» **WORK REQUEST**: Copy the entries without a single change. Pictures should be dropped.

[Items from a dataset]
□ □ □ □ □
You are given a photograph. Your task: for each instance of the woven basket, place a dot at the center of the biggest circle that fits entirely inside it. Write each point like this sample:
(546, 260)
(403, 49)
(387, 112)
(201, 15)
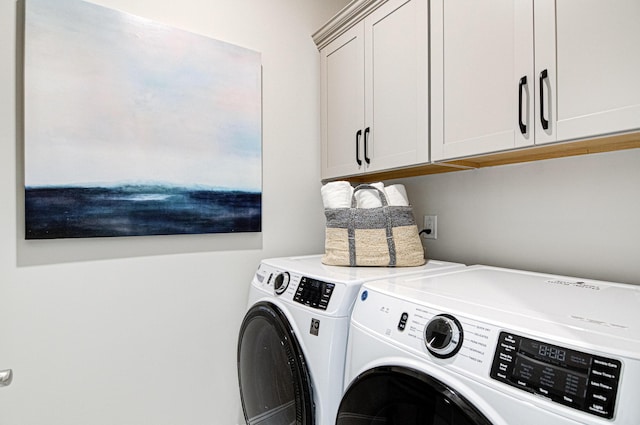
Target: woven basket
(385, 236)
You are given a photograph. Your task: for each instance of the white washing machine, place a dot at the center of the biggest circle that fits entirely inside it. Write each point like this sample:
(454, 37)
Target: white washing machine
(292, 342)
(489, 346)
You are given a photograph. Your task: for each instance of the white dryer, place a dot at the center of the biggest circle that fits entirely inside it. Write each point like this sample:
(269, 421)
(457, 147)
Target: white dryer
(292, 341)
(489, 346)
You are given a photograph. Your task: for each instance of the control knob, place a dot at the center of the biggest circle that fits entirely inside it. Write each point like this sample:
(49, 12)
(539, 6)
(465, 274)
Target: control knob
(443, 336)
(281, 282)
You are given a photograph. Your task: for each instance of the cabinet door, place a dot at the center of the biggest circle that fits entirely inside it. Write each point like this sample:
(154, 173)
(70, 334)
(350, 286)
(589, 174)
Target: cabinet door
(480, 53)
(342, 100)
(598, 63)
(396, 85)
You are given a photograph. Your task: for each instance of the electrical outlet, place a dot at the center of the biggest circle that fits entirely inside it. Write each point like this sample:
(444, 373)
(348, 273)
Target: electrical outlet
(430, 228)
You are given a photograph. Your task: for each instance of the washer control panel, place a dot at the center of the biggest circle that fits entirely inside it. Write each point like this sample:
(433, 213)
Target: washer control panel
(579, 380)
(314, 293)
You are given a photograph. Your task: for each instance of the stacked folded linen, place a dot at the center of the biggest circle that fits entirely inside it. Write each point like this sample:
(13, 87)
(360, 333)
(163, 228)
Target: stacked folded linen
(338, 195)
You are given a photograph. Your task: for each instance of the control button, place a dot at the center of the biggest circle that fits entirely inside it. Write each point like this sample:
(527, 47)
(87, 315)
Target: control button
(443, 336)
(403, 321)
(281, 282)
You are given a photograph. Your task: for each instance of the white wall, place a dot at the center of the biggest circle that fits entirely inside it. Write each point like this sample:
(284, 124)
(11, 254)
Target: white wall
(143, 330)
(575, 216)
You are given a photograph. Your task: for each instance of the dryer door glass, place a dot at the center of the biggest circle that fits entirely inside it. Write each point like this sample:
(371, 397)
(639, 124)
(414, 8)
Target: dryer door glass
(274, 381)
(394, 395)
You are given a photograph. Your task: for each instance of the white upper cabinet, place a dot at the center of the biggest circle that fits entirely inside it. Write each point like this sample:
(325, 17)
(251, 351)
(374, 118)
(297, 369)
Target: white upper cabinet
(374, 92)
(597, 46)
(511, 74)
(481, 76)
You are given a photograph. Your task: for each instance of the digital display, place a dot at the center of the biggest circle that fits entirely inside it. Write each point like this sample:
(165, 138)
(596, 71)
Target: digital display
(552, 352)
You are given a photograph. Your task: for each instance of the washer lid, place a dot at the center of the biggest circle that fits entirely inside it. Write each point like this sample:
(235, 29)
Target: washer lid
(596, 313)
(311, 266)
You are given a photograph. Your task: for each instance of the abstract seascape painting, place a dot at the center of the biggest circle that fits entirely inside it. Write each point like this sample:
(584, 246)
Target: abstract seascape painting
(136, 128)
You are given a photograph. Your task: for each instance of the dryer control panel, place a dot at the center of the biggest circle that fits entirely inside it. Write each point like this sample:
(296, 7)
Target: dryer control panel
(583, 381)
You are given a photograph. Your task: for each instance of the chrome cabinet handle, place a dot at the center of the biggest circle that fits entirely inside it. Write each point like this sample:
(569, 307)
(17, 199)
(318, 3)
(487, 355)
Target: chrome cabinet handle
(6, 376)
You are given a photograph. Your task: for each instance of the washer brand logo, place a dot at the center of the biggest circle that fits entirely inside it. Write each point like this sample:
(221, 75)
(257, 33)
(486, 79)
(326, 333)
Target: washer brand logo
(315, 327)
(577, 284)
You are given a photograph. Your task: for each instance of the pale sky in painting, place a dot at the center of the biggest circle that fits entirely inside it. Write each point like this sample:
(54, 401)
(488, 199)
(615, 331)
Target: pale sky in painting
(112, 98)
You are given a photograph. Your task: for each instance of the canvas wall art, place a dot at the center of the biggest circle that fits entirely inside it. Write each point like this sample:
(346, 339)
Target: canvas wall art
(136, 128)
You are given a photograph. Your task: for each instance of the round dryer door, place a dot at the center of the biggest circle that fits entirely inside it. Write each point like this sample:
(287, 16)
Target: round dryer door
(274, 381)
(395, 395)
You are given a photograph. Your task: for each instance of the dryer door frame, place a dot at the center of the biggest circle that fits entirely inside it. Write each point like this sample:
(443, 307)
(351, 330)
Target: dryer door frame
(395, 394)
(275, 384)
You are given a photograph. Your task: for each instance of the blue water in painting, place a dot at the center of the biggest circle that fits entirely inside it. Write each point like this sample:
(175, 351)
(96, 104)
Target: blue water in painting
(72, 212)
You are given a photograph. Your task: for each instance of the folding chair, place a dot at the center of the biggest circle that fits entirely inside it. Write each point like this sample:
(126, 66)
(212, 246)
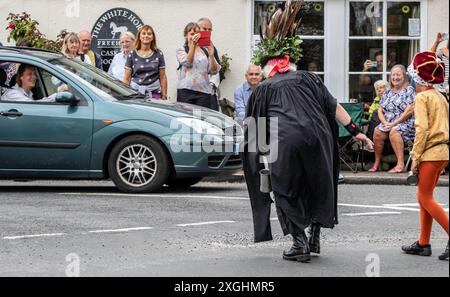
□ □ □ □ □
» **WRITTEN ANSWER**:
You are given a photograph. Your task: for each instance of the woven basket, place a dot at the center of the biggest circle that fits entirely inside it. Write each point like this sample:
(546, 260)
(403, 49)
(387, 112)
(201, 15)
Target: woven basket
(385, 236)
You are given a photograph. Your task: for each instance of the white washing machine, place a dot at the center of the biggest circle that fits entirely inside it. Write each point like this sample:
(454, 37)
Target: white washing machine
(292, 342)
(489, 346)
You are given a photograph. Your task: for each instance of the white dryer, place a dot at the center of the biggest circle that fits entirely inside it. Write each point like this sample:
(269, 421)
(457, 147)
Target: white dryer
(292, 341)
(489, 346)
You are given a photograph. Your task: for each instance of the control knob, place a dot at the center of the biggest circle that fits entirely inside it. Write each point like this sample:
(49, 12)
(539, 6)
(465, 274)
Target: control knob
(443, 336)
(281, 282)
You are given a photograph. Your task: for each instance of the cabinet door, place a dot at the center of the biggest circle that fits entirely inside it. Write each point like this sample:
(154, 173)
(70, 334)
(350, 286)
(589, 174)
Target: cabinet door
(480, 53)
(342, 100)
(598, 63)
(396, 85)
You are given a photograph. Your task: for each instance of the electrical outlet, place a dot at the center of the biggest circle that fits entirely inside it. Write each point like this sample:
(444, 373)
(348, 273)
Target: electrical outlet
(430, 228)
You are given a photograph. Your task: for each instance of the washer control panel, place a dot at the center of the biggest circle that fits entirely inside it. Write each point like this sample:
(433, 213)
Target: washer control panel
(579, 380)
(314, 293)
You are given a photograph. Your task: for each instance of the stacked folded linen, place a dot at the center of the biggest circle that fits entirely inside it. Write each point like this sample:
(13, 87)
(360, 333)
(163, 228)
Target: stacked folded linen
(338, 195)
You are given a photograph. Your task: for each instance of the control button, place a dot at the center of the biggest circle that fits entirely inside it. Write each point like this sample:
(527, 47)
(87, 315)
Target: control button
(443, 336)
(403, 321)
(281, 282)
You are given a photograph. Your task: for each instance of the white wall, place a dot at the center of the biggest circle that fits entirely inside it. Write each point like this sample:
(284, 124)
(11, 254)
Target: white wall
(143, 330)
(575, 216)
You are given a photograph. Your task: for each instance of the dryer door glass, place a dot at the center of the biggest circle that fits entirely inside it. Write each point like this sample:
(371, 397)
(639, 124)
(414, 8)
Target: dryer door glass
(274, 381)
(394, 395)
You are given a photograph. Your task: for each instance of the white upper cabinet, place a dot at the center of the biggest circle that fits entirely inside it. Write each point like this sample:
(325, 17)
(251, 351)
(374, 118)
(297, 369)
Target: white upper cabinet
(374, 92)
(597, 46)
(511, 74)
(481, 76)
You are given a photograph. Your task: for each instance of the digital display, place a dot at the center of the biggest circle that fits entirely inside it. Write each point like this sample:
(165, 138)
(596, 71)
Target: digital display
(552, 352)
You are given a photograph. Your task: for each instance of the washer lid, place a dot at the center of the biggest circle that fits entirely inside it. Write each point like this sample:
(235, 29)
Target: washer lid
(596, 313)
(311, 266)
You are given a photograph. Your task: for each instance of the abstract seascape painting, place a dot at the center of the biggest circle that fits entirely inside it. Write each point like this sample:
(584, 246)
Target: abstract seascape painting
(136, 128)
You are given a photograph. Your task: for each instance of the dryer control panel, place a dot at the center of the biggest circle that fits entirely inside it. Write each point like this sample:
(296, 7)
Target: dryer control panel
(583, 381)
You are given a photograph. Your task: for each instance of the chrome cabinet handle, place a dot at the center of the biggest circle that fits entirely inside it. Write each point like this sample:
(569, 307)
(17, 199)
(318, 3)
(487, 355)
Target: chrome cabinet handle
(6, 376)
You are given a photograph. Your task: for each instance of the washer brand logo, place a dot at the center of the biggest circle that fits entirely inside it. Write each point like this sample:
(221, 75)
(257, 33)
(486, 79)
(326, 333)
Target: washer brand logo
(315, 327)
(577, 284)
You are given a photograph. Your task: for each instance of the pale sky in painting, place a dot at the center of the biggest circle that fits entirely inside it. Write each point like this sample:
(54, 401)
(488, 199)
(615, 331)
Target: pale sky in painting
(112, 98)
You are given a photograph. Your task: for each instance of the canvas wall art, place a dot at the center of the biggest circle that fits entirely inside it. Write each point like this sample:
(346, 339)
Target: canvas wall art
(136, 128)
You are given a photograph. Your task: for each instance of the round dryer door, place a dot at the center of the biggest circle that fits entirely inside it. Write each point like this sample:
(287, 16)
Target: round dryer door
(274, 381)
(395, 395)
You are given a photograph. Your task: for each instance of the dryer door frame, place a dot at the center of the biggest circle that fits entirely inside it. Write each point like this sample:
(443, 307)
(351, 330)
Target: dryer door frame
(395, 394)
(275, 384)
You are given a photograph. Your task: for each instance of the blue water in painting, place a dot at the center of the biggest circle that fits entirely inside it. Write each point like this sample:
(175, 351)
(96, 104)
Target: blue water in painting
(72, 212)
You are given a photograph. Your task: for each instance of the folding chair, place a dot at the center of the biggest circle that fits entirely inside it. Write each point like this sample:
(126, 66)
(212, 246)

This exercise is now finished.